Start of SELECTED EXCERPT

My shoe! My shoe! That is ridiculous! – And I started laughing. A nervous breakdown kind of laugh. I had enough. But I was only 9KM in the race. 9KM and still 41 to go. Why the hell am I here? I felt like a fraud.
Trilhos Abutres promised to be epic. To me, it was an epic DNF. If I sum up what the lovely running community, my friends and my family said to me after the race.
You don’t fail on the trail. You fall, you get back on your feet and you learn.
A look back on my first race of the year, which I wanted to be….well. Epic.
Just before getting into the real stuff
1 hour to go before the gun goes off and I still can’t decide if I will be running in short or in tights. It’s cold, but what if it gets really warm during the race? Ok, long sleeve and short should be okay. I am calm. No, nervous. A mix of both maybe.
Paul and Manu are here. “Whatever you want, whatever you need” is Paul’s favorite sentence when I ask for something. I am so thankful they’re both here. It’s 7 AM, and they’re here. I guess not everybody can be so blessed to have such friends.
A reporter arrives. He asks me why I am here, what I expect, why and how I chose to run Trilhos Abutres. I remember saying that, I decided to run this race as a test for March, that it’s my first ultra and that I am pretty excited.
Oh, and that I hope I will finish.
Yeah… I said that.
I give my perfect crew a kiss and go to the PC to get my bag checked. I smile. I have such a big smile on my face, filled up with this naivety of a beginner and the resilience of finishing strong.
You wanna hear a joke? When Paul asked me when to be there to pick me up I told him “Oh you know, in 5 or 6 hours”.
Yeah… I said that too.
This shows actually unaware I was. Unprepared?
10 Minutes before start.
The beginning of an epic race
I started not so far from the front. Don’t ask why. Lot of men here. Some women.
I tried to get into myself. To concentrate on what was about to come.
“You’ve done that a couple of time,” I said to myself, “it’s just longer this time. With some hills.”
The gun goes off.
You always say you’re going to run your race. When friends ask me how to start in a race I always tell them that, if you have the feeling you are too slow, then slow down a little more. Because it’s what I read from the pros. It’s what I heard from my friends who run better than me.
Me? I started too fast.
Everyone was hurrying, and racing so fast that I followed. I ran my first 2KM in 11 minutes.
When you start your race like this? Not okay.
When you start Trilhos Abutres so fast? You’re burned before the first hill shows up.
Why is Trilhos Abutres so epic?
As far as I am concerned, I would recommend this race to anyone who wants to test the limits of its heart, mind and body.
I haven’t been to many trail races yet, but Trilhos Abutres is really well organized. I mean you can’t get lost on the trail because everything is well indicated. If you want to have moments of solitude, running alone and embracing what natures has to offer? This race is for you.

End of SELECTED EXCERPT
Start of DATASET EXTRACT

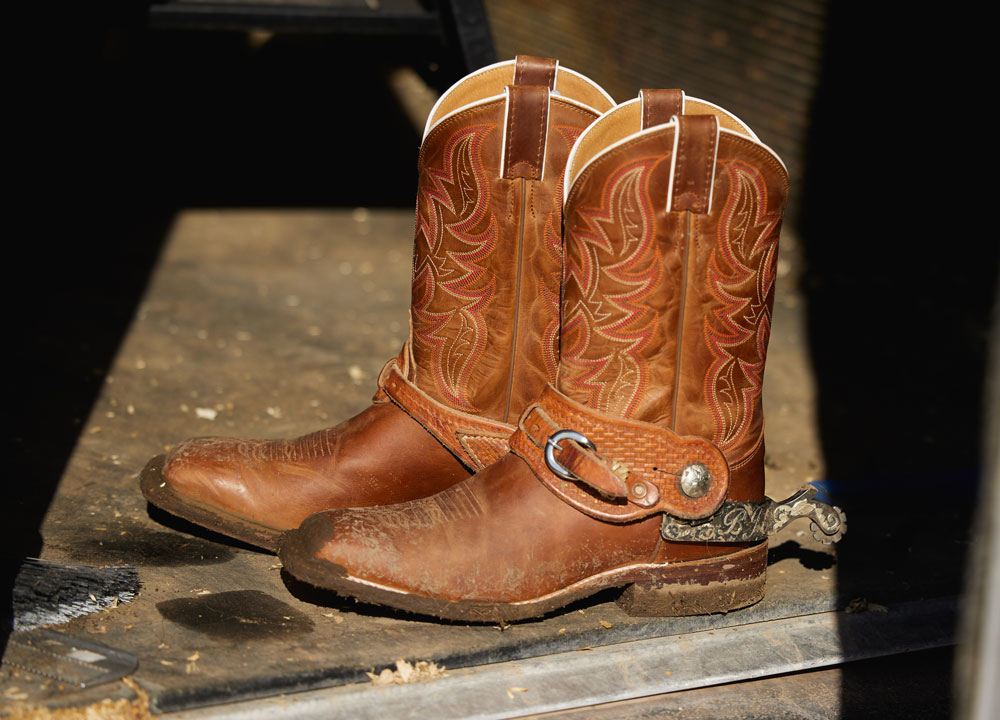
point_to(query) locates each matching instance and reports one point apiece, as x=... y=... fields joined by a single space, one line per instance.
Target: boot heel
x=700 y=587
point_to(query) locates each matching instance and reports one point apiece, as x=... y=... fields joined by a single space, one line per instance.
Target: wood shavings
x=405 y=672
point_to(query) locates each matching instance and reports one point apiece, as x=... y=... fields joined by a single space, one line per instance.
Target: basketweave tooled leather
x=671 y=238
x=484 y=323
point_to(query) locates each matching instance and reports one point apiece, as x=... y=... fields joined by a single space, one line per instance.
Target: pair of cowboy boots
x=592 y=289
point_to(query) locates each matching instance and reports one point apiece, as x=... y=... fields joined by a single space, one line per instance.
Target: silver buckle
x=552 y=444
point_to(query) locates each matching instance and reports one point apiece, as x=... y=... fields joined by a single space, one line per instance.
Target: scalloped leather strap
x=615 y=469
x=478 y=442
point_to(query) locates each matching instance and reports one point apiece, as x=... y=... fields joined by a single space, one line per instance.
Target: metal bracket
x=753 y=522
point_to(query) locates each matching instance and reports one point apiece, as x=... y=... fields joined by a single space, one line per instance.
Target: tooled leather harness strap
x=477 y=441
x=634 y=470
x=659 y=106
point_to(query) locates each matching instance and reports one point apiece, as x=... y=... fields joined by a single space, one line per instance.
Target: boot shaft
x=487 y=258
x=671 y=248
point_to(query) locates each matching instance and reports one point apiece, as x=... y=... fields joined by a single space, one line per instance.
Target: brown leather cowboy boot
x=643 y=467
x=484 y=323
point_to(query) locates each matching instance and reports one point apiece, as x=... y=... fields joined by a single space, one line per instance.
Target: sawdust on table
x=420 y=671
x=107 y=709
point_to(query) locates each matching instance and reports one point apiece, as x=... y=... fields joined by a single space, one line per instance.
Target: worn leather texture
x=659 y=106
x=666 y=315
x=646 y=458
x=488 y=263
x=484 y=329
x=665 y=322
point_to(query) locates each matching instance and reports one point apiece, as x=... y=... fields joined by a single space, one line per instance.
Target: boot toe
x=207 y=470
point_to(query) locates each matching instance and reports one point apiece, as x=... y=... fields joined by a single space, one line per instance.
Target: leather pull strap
x=696 y=144
x=525 y=128
x=529 y=70
x=659 y=106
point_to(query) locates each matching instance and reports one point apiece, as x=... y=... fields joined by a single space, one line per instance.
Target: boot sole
x=160 y=493
x=695 y=587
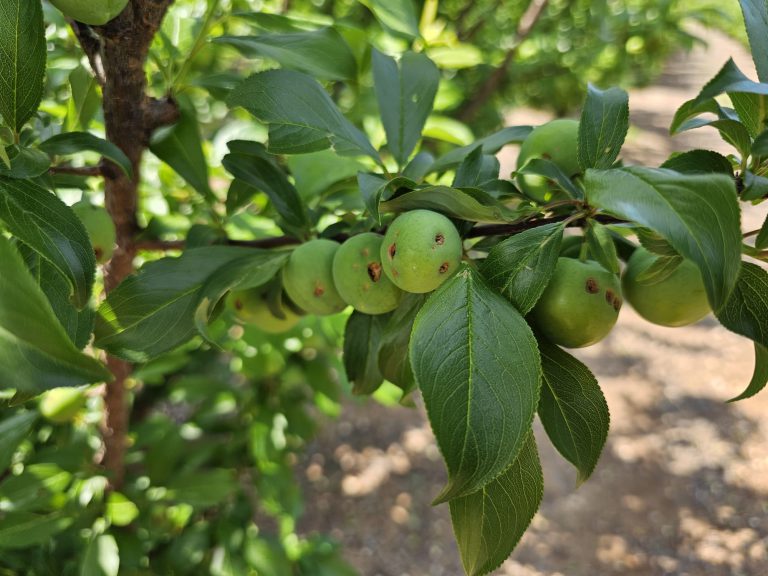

End of DATASET EXTRACT

- _SHORT EXERCISE 1_
According to the Trilhos Abutres post, how long did the first 2KM of the race take?
- _SHORT EXERCISE 2_
Continue the Trilhos Abutres post from the point where it stops.
The lines in the block of data are not needed.

- _REPLY 1_
11 minutes.

- _REPLY 2_
Very, very technical, Trilhos Abutres is a mix of muddy trails, waterfalls you have to cross, steep ascents and descents – and when I mean steep, it’s because I needed both hands to get up, or my ass to go down. All of that on single tracks. I guess this is what running in nature is all about? I felt like running in a jungle. The breathtaking views are the reward of this challenging race. Trust me. When I couldn’t get one step further, I just had to remember that the view would be awesome at the top.
Also – and here big up to all of them – the volunteers are awesome! Really kind, ready to help and always have a smile or a kind look to give. I already was stocked with the kindness of the Portuguese during my last stays, but here, in the middle of a race, it’s more than what you can ask. Here again, a big thank you to all of you.
Make sure your mind is ready when your body shuts down
It takes a lot of different facets of a personality to be successful at ultrarunning. It’s not just the training, it’s the mental preparation, it’s the execution on the day and being able to say that today it’s going to hurt incredibly much and I am going to embrace the pain and know that… I am hoping to be able to take more pain than anybody else. – This is your day, Movie.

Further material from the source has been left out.